- _Excerpted passage_:
Compression tests of castor oil biopolymer

 

 

Amauri Bravo FernedaI, *; Romeu Rony Cavalcante da CostaI, *; Volnei TitaII; Sérgio Persival Baroncini ProençaIII; Jonas de CarvalhoI; Benedito de Moraes PurquerioI

IDepartment of Mechanical Engineering, School Engineering of São Carlos, University de São Paulo
IIDepartment of Materials, Aeronautical and Automobilist Engineering, School Engineering of São Carlos, University de São Paulo
IIIDepartment of Structures Engineering, School Engineering of São Carlos, University de São Paulo

 

 


ABSTRACT

Many methods have been developed to test and evaluate the mechanical properties of the biopolymer from castor oil employed in implants and osteo-repositions, among other things. Most of the methods are performed under quasi-static and cyclic loads (creep and relaxation tests) and under high strain rate, uniaxial compression conditions. This paper presents and discusses the development and applicability of a simple load-application apparatus, devised to reduce shear and barrelling effects on specimens and allow for conventional strain around 45%. Besides contributing valuable information on the mechanical behavior of the castor oil polyurethane, the results of this research point to multiple biomedical applications for this material.

Keywords: compression test, mechanical behavior, biopolymer, castor oil


 

 

1. Introduction

The castor oil polyurethane (PU) have been used in many applications, such as in dental implants1, wood adhesives2, concrete agglomerates3, bone defect filling4, bone cement5, hip prostheses6, electrical insulators7; vegetal fiber composite matrixes8, and intrapatellar socket gloves9.

Despite its versatility, the main applications and researches on the castor oil PU lie in the medical field. Researchers, such as Ohara et al.10 and Ignácio et al.11 studied the biocompatibility of this PU employed as bone cement in rabbits. The absence of adverse reactions found by these authors indicated its biocompatibility in living organisms. The research carried out by Ignácio et al.12 also brought important contributions to orthopedic surgery. In his study PU cylinders enriched with calcium carbonate to obtain porosity and radiodensity were implanted in rabbits' legs. The results evidenced the biocompatibility, osteoconductivity and osteoinduction properties of this PU and attested to the mechanical strength of the implant. Later research indicated the possible utilization of this PU in cranium plastic surgeries, jaw prostheses, and contention plates for disc hernia13.

The physical-chemical characteristics of this PU were discussed by Plepis14 and Claro Neto15. The latter and Silvestre Filho6 reported some preliminary results about its mechanical properties in the elastic phase. However, because of its increasing applications, there seems to be the need for further research on the mechanical behavior of this PU.

- _Check your understanding_:
A) Reproduce the passage of the castor oil biopolymer excerpt, everything from "The castor oil polyurethane (PU)" down to "intrapatellar socket gloves9.".
B) Answer these questions from the castor oil biopolymer excerpt:
(i) About what conventional strain does the load-application apparatus allow for?
(ii) What were the PU cylinders implanted in rabbits' legs enriched with?
(iii) Who discussed the physical-chemical characteristics of the PU?

- _Material supplied_:
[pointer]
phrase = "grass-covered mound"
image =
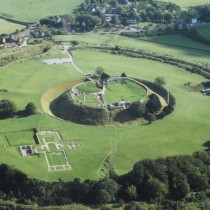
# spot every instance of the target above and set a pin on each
(123, 91)
(122, 100)
(64, 107)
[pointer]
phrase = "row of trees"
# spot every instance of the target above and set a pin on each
(162, 181)
(200, 69)
(9, 109)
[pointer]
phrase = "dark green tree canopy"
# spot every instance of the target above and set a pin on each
(30, 108)
(7, 108)
(160, 81)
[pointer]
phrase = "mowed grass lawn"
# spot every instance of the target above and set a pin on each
(8, 27)
(20, 138)
(182, 132)
(34, 10)
(89, 87)
(128, 91)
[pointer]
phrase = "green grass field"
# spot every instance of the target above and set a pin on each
(182, 132)
(88, 87)
(204, 30)
(20, 138)
(90, 38)
(34, 10)
(56, 158)
(188, 3)
(123, 92)
(7, 27)
(196, 55)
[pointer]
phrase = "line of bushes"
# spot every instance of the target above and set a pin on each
(194, 34)
(21, 53)
(8, 109)
(202, 70)
(156, 88)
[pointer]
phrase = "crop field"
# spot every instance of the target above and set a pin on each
(35, 10)
(7, 27)
(188, 3)
(182, 132)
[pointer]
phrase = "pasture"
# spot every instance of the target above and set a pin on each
(182, 132)
(8, 27)
(33, 11)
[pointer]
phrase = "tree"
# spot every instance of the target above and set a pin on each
(115, 20)
(104, 76)
(179, 187)
(123, 75)
(131, 193)
(137, 109)
(153, 104)
(154, 189)
(105, 191)
(7, 108)
(160, 81)
(99, 70)
(30, 108)
(168, 17)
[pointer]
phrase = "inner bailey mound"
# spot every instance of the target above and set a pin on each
(64, 108)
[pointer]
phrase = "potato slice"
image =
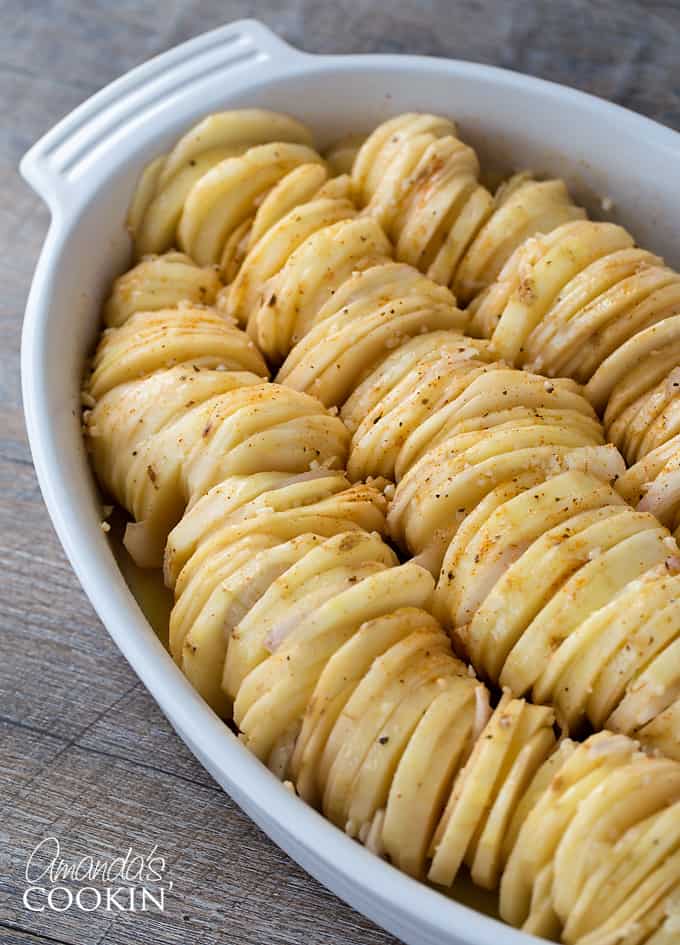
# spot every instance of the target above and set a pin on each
(579, 245)
(338, 681)
(226, 194)
(593, 586)
(424, 775)
(276, 611)
(522, 208)
(275, 694)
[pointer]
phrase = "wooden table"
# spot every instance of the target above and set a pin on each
(85, 754)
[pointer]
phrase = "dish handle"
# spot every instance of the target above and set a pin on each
(63, 165)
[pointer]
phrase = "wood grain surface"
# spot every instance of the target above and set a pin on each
(84, 753)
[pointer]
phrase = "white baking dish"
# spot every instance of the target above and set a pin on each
(85, 169)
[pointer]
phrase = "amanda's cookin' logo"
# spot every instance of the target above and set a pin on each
(133, 882)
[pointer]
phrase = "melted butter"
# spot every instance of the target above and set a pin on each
(146, 584)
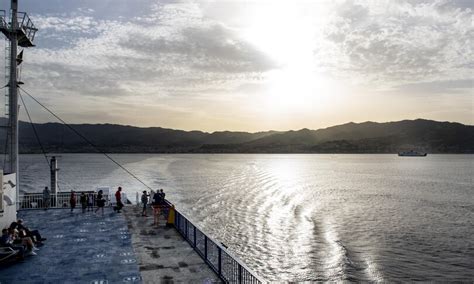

- _Set of answers_:
A)
The castor oil polyurethane (PU) have been used in many applications, such as in dental implants1, wood adhesives2, concrete agglomerates3, bone defect filling4, bone cement5, hip prostheses6, electrical insulators7; vegetal fiber composite matrixes8, and intrapatellar socket gloves9.

B)
(i) Around 45%.
(ii) Calcium carbonate.
(iii) Plepis and Claro Neto.